▶ **PROMPT**
Could you work out the number of lines in the listing that include the word "soldier" and reply with that figure alone?

___ PROVIDED ENTRIES

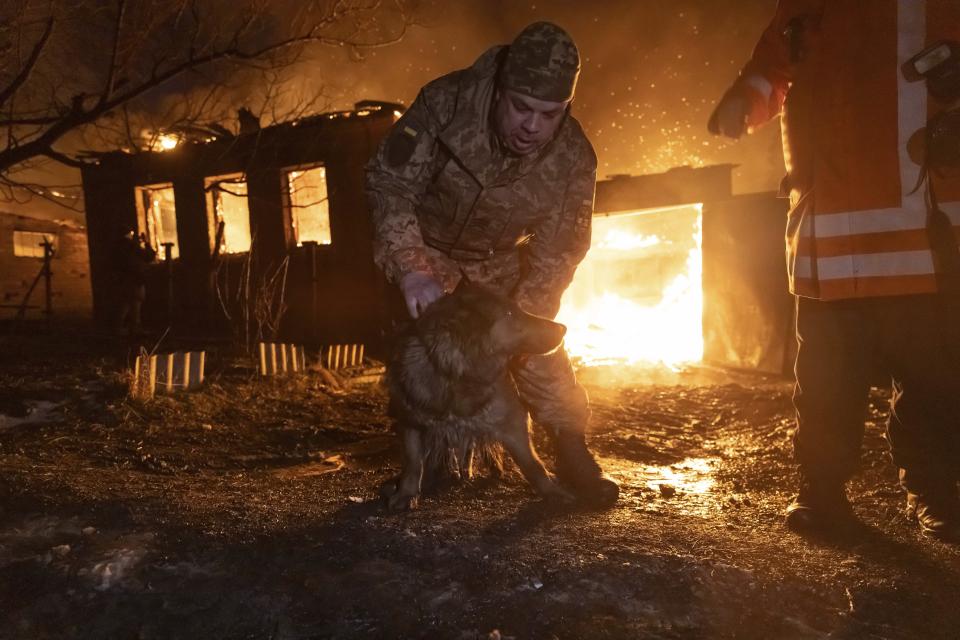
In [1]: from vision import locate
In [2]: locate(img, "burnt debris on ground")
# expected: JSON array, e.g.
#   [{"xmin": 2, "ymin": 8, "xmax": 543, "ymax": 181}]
[{"xmin": 1, "ymin": 327, "xmax": 959, "ymax": 639}]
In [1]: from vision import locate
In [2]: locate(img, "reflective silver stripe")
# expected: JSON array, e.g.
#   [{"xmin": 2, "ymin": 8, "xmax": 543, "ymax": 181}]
[
  {"xmin": 817, "ymin": 250, "xmax": 935, "ymax": 280},
  {"xmin": 743, "ymin": 73, "xmax": 773, "ymax": 102},
  {"xmin": 814, "ymin": 206, "xmax": 925, "ymax": 237},
  {"xmin": 807, "ymin": 200, "xmax": 960, "ymax": 238}
]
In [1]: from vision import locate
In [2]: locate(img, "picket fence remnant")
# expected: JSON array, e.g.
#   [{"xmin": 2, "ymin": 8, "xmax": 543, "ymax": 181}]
[
  {"xmin": 324, "ymin": 344, "xmax": 364, "ymax": 370},
  {"xmin": 131, "ymin": 354, "xmax": 157, "ymax": 400},
  {"xmin": 131, "ymin": 351, "xmax": 205, "ymax": 399},
  {"xmin": 258, "ymin": 343, "xmax": 307, "ymax": 376}
]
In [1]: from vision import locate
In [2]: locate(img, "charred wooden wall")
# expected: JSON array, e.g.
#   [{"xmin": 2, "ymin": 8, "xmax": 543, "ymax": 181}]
[{"xmin": 81, "ymin": 108, "xmax": 396, "ymax": 345}]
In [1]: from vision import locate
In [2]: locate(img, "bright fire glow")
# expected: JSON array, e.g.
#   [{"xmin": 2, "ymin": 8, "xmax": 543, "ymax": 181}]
[
  {"xmin": 557, "ymin": 204, "xmax": 703, "ymax": 367},
  {"xmin": 147, "ymin": 133, "xmax": 181, "ymax": 151}
]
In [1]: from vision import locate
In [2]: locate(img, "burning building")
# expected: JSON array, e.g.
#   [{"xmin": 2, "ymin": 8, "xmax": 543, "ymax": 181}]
[
  {"xmin": 80, "ymin": 102, "xmax": 401, "ymax": 346},
  {"xmin": 81, "ymin": 103, "xmax": 790, "ymax": 372}
]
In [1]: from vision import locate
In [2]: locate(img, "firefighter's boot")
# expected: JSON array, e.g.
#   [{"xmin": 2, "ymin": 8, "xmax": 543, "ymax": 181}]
[
  {"xmin": 555, "ymin": 431, "xmax": 619, "ymax": 508},
  {"xmin": 901, "ymin": 469, "xmax": 960, "ymax": 542},
  {"xmin": 784, "ymin": 476, "xmax": 856, "ymax": 533}
]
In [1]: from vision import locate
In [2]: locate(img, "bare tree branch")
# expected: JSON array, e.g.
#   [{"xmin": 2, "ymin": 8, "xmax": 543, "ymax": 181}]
[
  {"xmin": 0, "ymin": 173, "xmax": 83, "ymax": 212},
  {"xmin": 41, "ymin": 147, "xmax": 85, "ymax": 168},
  {"xmin": 0, "ymin": 0, "xmax": 422, "ymax": 191},
  {"xmin": 101, "ymin": 0, "xmax": 127, "ymax": 101},
  {"xmin": 0, "ymin": 17, "xmax": 54, "ymax": 109}
]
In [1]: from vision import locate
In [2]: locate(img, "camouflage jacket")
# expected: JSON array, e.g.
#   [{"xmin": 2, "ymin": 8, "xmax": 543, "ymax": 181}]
[{"xmin": 365, "ymin": 46, "xmax": 597, "ymax": 319}]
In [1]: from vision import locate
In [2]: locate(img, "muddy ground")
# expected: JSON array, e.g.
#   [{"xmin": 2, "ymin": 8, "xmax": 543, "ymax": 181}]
[{"xmin": 1, "ymin": 324, "xmax": 959, "ymax": 640}]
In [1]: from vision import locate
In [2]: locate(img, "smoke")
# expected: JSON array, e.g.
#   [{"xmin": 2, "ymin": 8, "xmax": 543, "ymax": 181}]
[
  {"xmin": 7, "ymin": 0, "xmax": 783, "ymax": 222},
  {"xmin": 315, "ymin": 0, "xmax": 784, "ymax": 194}
]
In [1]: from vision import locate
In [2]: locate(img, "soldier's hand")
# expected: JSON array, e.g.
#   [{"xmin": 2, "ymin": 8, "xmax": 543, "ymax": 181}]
[
  {"xmin": 708, "ymin": 91, "xmax": 749, "ymax": 139},
  {"xmin": 400, "ymin": 271, "xmax": 444, "ymax": 319}
]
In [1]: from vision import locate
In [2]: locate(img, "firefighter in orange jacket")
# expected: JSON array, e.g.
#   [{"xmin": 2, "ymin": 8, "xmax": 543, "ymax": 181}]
[{"xmin": 711, "ymin": 0, "xmax": 960, "ymax": 540}]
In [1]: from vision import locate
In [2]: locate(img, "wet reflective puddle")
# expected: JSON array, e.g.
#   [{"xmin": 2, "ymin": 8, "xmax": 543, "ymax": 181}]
[{"xmin": 605, "ymin": 456, "xmax": 719, "ymax": 515}]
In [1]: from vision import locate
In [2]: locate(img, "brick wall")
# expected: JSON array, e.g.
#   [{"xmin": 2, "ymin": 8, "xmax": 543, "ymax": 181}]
[{"xmin": 0, "ymin": 213, "xmax": 93, "ymax": 320}]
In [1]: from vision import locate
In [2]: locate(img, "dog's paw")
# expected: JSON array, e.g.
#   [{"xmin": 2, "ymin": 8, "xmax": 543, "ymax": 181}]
[
  {"xmin": 541, "ymin": 482, "xmax": 576, "ymax": 504},
  {"xmin": 387, "ymin": 492, "xmax": 420, "ymax": 511}
]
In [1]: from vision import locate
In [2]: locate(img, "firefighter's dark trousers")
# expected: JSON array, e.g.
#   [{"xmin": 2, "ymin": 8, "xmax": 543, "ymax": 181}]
[{"xmin": 793, "ymin": 294, "xmax": 960, "ymax": 486}]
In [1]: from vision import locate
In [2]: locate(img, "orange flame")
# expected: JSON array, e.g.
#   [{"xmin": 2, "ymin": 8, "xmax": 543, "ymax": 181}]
[{"xmin": 557, "ymin": 204, "xmax": 703, "ymax": 367}]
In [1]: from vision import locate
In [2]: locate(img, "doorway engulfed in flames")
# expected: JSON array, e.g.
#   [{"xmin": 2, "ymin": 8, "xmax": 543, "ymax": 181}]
[{"xmin": 557, "ymin": 204, "xmax": 703, "ymax": 367}]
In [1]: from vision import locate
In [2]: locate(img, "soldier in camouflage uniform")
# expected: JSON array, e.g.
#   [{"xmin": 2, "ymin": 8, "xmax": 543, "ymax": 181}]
[{"xmin": 365, "ymin": 21, "xmax": 619, "ymax": 507}]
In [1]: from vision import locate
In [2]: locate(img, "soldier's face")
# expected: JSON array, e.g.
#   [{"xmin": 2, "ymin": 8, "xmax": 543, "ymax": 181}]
[{"xmin": 493, "ymin": 88, "xmax": 569, "ymax": 155}]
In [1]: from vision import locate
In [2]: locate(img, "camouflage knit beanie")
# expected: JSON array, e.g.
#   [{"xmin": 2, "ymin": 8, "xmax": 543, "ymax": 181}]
[{"xmin": 500, "ymin": 21, "xmax": 580, "ymax": 102}]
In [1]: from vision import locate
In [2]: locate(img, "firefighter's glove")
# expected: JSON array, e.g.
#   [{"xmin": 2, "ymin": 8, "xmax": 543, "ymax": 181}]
[
  {"xmin": 708, "ymin": 89, "xmax": 749, "ymax": 139},
  {"xmin": 400, "ymin": 271, "xmax": 444, "ymax": 319}
]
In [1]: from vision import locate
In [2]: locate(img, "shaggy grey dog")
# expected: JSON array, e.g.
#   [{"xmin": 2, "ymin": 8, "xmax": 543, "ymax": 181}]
[{"xmin": 381, "ymin": 281, "xmax": 574, "ymax": 510}]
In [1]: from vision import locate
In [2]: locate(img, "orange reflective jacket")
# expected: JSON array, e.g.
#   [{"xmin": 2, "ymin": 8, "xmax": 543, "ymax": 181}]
[{"xmin": 734, "ymin": 0, "xmax": 960, "ymax": 300}]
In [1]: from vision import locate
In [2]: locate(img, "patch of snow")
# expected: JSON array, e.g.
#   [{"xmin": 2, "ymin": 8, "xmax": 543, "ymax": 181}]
[{"xmin": 0, "ymin": 401, "xmax": 63, "ymax": 428}]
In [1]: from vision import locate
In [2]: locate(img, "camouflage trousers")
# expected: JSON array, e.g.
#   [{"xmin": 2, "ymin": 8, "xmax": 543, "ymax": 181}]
[{"xmin": 419, "ymin": 244, "xmax": 591, "ymax": 435}]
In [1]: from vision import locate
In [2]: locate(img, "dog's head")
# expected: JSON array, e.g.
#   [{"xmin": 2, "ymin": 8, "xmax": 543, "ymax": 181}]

______

▶ **RESPONSE TO THIS TASK**
3